課題一覧 >>
**a.** 本文によると、キャスティングしたルアーはどのくらい先に着水しましたか?
**b.** 項目の中から「with」という文字列を含む行を探して、一つ残らず書き写してください。大文字と小文字は区別します。

本文の抜粋 >>
"""

俺だ!ジャックだ!
今日はみんなに俺の休日の過ごし方を聞いてもらう。

こう見えて俺は釣りが好きだ🎣
意外だったか?
昔は妻のテリーとよく近くの湖に出掛けたもんさ

今日は一人で海釣りに行ったときの話だ。


その波止場は地元では有名な釣り場で、ネットでも釣果情報が頻繁に更新される場所だ。
橋を渡った先の埋め立て地にあるため、対岸には本土の町並みが見える。




タイタニックに出てくるような大型の豪華客船が対岸の岸壁に停泊していて、
その奥には町のシンボルタワーと観覧車が港を見下ろすようにそびえ立っている。

実はここは夜に来るのもおすすめだ!
夜景が抜群に綺麗だからだ✨
観覧車に映し出されたイルミネーションが、海面にゆらゆらと反射してとても幻想的なのだ。




俺はそんな風景を眺めながらいつもの定位置に付き、使いなれたロッドをサッと振りだした。


お気に入りのルアーをセッティングし、真っ青な大海原に向かってキャスティングをする。


ヒュルルルルルゥとルアーは放物線を描き、およそ100m先に着水する。
リールのハンドルを回転させながら、ロッドを小気味良くシャクっていく。

すると、人工物である小魚のイミテーションは、命を与えられたかのようにヒョコヒョコと泳ぎだすのだ!
そうして何度かキャスティングを繰り返していると…


ガツン‼️


突然ロッドに衝撃が走る❗
アタリの大きさは魚の大きさにおおよそ比例する。
強烈な当たりにロッドは大きく弧を描き、トラグはギュルギュルと悲鳴をあげている!

リールに巻かれたラインが一気に引き出される❗
これ以上走られるわけにはいかない、ドラグをきつく締め直し、戦闘体制に入る!


ロッドを握る手に魚がグイグイと頭を振っている独特の感触が伝わってくる。
間違いない、青物だ
しかもかなりの大物。




すぐに隣の釣り人が近寄ってくる。
うっすら伸びた無精髭、使い古された釣り着
名前は恐らくボブだ。
ボブが俺に話しかけてくる


「お、掛かりましたねぇ、青物ですか?」


「ああ、そうだ、こいつはかなりの大物だ!

"""

演習資料 >>
"""

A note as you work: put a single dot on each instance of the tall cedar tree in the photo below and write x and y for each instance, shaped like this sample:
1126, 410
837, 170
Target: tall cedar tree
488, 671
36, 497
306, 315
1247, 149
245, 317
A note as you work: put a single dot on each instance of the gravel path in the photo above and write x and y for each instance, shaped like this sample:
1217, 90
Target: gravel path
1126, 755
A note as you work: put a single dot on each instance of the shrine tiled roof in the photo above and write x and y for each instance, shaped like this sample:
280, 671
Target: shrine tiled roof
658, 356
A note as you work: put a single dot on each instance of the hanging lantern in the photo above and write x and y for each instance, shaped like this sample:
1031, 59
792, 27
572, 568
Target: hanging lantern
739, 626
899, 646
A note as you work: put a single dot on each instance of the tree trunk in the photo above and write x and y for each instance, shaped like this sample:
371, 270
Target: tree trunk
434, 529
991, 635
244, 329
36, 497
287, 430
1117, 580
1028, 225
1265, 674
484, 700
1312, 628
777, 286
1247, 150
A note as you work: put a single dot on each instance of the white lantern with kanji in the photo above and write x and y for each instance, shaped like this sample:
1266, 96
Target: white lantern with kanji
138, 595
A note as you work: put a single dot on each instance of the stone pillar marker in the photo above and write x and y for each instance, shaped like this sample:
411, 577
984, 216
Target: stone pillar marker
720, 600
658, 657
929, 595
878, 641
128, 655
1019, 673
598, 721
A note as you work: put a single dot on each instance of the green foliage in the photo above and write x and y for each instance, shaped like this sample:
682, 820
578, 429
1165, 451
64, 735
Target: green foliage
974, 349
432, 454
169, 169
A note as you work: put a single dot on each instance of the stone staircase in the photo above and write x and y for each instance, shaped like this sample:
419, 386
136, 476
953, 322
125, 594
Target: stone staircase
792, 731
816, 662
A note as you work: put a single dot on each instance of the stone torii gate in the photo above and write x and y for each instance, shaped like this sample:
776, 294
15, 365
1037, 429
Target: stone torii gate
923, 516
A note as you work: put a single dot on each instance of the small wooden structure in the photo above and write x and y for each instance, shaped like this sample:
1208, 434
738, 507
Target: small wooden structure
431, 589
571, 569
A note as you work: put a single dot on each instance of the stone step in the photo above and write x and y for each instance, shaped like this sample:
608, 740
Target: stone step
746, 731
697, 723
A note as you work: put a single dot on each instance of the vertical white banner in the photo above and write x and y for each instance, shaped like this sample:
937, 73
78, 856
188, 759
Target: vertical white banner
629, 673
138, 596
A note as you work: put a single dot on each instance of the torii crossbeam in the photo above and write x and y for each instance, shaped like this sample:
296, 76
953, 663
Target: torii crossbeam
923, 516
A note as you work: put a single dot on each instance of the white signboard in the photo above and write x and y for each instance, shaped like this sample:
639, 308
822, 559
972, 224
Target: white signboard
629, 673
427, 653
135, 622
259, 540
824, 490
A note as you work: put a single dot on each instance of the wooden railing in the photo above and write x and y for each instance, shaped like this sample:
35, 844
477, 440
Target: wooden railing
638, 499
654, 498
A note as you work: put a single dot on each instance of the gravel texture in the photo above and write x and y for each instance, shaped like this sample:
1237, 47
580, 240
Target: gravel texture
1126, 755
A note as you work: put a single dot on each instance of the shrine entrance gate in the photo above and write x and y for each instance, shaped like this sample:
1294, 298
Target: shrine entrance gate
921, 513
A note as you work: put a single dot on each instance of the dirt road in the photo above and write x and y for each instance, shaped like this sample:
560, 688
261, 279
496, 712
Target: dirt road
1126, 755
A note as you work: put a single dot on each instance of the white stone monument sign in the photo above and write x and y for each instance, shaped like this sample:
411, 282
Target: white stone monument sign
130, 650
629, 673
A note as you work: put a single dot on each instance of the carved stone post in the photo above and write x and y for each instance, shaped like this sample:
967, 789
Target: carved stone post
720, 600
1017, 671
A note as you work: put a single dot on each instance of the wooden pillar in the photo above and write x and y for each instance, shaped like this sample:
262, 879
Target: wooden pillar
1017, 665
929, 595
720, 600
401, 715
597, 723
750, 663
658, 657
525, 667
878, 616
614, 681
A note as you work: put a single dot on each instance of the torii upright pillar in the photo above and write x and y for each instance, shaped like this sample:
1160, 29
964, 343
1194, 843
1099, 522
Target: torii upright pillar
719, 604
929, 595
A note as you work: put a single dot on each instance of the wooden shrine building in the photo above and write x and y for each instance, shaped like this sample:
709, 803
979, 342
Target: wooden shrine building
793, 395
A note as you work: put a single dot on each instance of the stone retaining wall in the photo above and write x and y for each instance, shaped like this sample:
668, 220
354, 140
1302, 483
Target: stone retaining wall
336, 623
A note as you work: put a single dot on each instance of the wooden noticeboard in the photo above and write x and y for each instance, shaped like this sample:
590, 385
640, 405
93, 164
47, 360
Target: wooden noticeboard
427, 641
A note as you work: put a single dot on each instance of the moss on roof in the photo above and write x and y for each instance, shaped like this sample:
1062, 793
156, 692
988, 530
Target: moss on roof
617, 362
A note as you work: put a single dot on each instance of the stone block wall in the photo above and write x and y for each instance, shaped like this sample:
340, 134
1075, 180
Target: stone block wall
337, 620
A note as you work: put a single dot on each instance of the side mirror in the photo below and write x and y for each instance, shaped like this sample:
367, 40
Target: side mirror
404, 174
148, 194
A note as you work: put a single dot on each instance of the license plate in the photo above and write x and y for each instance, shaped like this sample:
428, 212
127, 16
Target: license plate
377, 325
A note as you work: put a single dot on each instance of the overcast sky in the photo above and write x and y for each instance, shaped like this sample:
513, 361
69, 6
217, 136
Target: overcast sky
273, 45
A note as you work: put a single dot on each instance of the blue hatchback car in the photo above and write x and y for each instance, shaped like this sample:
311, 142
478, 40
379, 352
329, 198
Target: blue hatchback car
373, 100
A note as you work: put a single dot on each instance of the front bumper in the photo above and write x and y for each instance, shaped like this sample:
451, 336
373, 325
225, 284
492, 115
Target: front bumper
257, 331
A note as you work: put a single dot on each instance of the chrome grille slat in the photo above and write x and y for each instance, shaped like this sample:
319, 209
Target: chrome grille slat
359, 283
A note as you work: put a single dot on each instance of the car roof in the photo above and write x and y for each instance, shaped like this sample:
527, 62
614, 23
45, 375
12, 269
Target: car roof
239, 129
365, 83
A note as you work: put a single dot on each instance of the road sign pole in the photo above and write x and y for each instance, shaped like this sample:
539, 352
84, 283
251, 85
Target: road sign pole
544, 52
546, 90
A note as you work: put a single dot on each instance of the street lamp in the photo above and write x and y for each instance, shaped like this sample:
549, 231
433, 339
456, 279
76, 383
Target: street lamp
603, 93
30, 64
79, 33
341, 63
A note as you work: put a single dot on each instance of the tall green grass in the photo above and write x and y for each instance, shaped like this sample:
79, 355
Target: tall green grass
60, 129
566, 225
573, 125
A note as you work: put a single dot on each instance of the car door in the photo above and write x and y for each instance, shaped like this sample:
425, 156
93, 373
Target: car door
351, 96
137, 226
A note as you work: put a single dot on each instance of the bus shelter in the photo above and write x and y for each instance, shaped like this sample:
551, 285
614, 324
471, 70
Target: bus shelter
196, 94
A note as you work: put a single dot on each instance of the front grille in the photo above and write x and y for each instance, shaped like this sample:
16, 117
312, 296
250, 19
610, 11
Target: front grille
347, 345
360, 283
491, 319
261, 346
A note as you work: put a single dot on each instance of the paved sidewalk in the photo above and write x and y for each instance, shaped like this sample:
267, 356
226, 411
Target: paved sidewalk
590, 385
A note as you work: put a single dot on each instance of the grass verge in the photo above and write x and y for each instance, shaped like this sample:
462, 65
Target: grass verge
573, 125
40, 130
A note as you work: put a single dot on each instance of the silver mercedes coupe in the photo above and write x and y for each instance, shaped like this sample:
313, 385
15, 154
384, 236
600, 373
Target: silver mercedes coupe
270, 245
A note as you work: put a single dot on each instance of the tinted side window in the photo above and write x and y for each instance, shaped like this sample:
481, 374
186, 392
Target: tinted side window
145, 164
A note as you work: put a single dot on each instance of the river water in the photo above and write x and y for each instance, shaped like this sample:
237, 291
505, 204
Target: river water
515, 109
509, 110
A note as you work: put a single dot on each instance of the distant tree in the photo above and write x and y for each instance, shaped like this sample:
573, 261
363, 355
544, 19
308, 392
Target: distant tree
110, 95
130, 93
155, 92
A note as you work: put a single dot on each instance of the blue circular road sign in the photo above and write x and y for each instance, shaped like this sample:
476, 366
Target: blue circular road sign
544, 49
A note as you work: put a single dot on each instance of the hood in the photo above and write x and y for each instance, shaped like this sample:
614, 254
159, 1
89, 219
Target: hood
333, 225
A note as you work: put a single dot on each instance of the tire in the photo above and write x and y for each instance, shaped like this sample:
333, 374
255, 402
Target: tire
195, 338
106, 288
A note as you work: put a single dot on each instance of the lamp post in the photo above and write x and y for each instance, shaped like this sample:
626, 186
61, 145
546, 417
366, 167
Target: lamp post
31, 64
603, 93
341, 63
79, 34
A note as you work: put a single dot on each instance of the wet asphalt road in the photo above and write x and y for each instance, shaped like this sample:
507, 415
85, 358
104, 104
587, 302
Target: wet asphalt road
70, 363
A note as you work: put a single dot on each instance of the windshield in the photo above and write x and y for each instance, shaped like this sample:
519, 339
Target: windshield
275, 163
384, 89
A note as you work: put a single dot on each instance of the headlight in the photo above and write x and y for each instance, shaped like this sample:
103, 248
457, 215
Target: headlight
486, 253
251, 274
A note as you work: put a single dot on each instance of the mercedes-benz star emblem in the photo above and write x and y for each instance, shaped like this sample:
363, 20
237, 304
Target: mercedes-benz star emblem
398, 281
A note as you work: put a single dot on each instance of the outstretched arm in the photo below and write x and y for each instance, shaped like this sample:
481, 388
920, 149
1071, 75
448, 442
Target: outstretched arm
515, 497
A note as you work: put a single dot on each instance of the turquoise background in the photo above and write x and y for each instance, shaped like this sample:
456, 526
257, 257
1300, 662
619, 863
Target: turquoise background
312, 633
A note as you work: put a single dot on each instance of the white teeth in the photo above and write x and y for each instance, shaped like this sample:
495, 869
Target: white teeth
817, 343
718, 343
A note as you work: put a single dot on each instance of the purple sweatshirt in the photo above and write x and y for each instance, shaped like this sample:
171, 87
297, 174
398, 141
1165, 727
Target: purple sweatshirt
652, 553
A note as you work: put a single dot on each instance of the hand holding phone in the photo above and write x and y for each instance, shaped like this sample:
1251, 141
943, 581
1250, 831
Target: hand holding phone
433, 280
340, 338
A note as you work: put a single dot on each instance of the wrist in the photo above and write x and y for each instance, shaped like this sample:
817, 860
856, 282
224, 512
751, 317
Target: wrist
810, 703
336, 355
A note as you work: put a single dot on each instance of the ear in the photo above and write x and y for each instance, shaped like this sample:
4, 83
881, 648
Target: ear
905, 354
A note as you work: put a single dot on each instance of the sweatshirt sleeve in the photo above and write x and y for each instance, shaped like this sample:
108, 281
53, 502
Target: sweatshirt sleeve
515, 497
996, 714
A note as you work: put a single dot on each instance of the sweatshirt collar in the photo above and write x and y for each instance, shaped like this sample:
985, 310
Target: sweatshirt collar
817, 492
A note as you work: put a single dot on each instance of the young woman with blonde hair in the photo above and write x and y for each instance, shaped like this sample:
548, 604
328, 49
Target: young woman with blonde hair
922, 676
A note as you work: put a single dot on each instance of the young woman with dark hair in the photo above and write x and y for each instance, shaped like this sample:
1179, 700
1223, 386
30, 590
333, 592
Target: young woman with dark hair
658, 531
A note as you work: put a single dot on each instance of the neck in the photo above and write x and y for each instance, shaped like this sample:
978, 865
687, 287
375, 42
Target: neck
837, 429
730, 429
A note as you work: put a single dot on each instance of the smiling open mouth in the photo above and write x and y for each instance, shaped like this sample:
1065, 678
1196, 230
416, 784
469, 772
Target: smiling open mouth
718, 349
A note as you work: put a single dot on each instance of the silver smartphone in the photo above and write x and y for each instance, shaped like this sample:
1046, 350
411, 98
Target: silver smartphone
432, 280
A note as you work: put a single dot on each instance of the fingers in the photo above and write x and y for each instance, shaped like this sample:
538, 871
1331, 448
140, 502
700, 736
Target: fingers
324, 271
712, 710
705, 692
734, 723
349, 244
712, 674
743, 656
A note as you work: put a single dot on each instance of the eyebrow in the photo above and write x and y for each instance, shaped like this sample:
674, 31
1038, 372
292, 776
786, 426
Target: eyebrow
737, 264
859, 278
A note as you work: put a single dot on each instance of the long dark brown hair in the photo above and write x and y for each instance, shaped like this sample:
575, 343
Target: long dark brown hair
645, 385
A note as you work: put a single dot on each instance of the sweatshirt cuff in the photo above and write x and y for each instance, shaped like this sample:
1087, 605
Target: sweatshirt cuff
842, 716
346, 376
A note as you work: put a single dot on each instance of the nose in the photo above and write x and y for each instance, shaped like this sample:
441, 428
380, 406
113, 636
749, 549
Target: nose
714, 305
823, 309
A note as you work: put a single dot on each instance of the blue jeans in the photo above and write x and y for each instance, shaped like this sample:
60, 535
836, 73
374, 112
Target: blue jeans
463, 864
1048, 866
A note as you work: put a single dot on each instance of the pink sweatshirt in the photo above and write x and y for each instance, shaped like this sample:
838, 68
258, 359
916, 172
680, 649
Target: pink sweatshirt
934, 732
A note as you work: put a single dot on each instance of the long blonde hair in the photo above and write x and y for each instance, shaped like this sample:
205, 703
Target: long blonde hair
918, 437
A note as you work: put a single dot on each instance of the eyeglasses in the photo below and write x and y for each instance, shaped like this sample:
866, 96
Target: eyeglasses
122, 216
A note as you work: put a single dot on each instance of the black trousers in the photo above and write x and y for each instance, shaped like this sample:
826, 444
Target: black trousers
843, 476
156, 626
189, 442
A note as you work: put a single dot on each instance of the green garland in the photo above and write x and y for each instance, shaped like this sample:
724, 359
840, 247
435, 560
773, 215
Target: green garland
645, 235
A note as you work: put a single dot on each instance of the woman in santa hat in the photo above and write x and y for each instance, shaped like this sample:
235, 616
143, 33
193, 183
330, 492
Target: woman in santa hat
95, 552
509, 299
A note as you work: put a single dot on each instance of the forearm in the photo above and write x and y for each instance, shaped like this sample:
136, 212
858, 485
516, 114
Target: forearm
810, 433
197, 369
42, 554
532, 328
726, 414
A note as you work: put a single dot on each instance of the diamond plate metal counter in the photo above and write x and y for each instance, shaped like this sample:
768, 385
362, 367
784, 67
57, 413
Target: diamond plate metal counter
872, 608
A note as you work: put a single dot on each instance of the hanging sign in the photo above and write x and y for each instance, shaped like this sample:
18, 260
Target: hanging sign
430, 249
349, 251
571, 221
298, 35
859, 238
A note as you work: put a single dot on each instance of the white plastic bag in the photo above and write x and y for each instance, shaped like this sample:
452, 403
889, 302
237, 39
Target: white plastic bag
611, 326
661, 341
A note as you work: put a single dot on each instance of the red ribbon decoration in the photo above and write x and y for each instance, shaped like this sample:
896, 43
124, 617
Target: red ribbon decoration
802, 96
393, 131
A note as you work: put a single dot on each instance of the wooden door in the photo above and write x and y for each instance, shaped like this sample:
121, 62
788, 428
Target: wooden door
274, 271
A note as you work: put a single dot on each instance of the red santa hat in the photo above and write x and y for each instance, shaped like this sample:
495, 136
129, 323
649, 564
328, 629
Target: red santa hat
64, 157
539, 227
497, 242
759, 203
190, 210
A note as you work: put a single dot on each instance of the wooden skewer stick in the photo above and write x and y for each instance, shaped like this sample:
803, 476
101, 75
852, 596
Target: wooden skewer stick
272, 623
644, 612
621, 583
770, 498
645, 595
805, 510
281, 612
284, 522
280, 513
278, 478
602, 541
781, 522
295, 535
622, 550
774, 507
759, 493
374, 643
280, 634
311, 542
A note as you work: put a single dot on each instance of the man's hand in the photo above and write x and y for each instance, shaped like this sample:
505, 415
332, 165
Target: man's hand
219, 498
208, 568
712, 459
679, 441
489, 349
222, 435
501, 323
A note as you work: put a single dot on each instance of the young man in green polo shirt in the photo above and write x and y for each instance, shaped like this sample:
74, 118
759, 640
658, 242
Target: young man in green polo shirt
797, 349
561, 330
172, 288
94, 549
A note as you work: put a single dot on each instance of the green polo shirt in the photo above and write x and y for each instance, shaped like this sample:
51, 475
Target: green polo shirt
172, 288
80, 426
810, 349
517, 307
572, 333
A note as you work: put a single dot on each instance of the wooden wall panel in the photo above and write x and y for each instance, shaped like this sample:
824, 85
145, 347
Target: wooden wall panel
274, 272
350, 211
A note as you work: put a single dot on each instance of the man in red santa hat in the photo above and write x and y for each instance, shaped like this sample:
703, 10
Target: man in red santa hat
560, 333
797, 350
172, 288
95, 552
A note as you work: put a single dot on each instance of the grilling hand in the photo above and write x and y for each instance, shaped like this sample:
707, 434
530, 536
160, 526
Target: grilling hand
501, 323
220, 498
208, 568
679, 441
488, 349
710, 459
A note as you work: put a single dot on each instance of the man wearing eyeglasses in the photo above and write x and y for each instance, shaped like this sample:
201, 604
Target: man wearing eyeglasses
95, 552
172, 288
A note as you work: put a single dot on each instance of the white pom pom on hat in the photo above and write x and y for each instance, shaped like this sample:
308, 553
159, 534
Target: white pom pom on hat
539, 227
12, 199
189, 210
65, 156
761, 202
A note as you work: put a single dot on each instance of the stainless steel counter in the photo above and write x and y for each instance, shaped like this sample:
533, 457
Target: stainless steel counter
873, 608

"""

解答一覧 >>
**a.** およそ100m先です。

**b.**
A note as you work: put a single dot on each instance of the white lantern with kanji in the photo above and write x and y for each instance, shaped like this sample:
Target: white lantern with kanji
A note as you work: put a single dot on each instance of the young woman with blonde hair in the photo above and write x and y for each instance, shaped like this sample:
Target: young woman with blonde hair
A note as you work: put a single dot on each instance of the young woman with dark hair in the photo above and write x and y for each instance, shaped like this sample:
Target: young woman with dark hair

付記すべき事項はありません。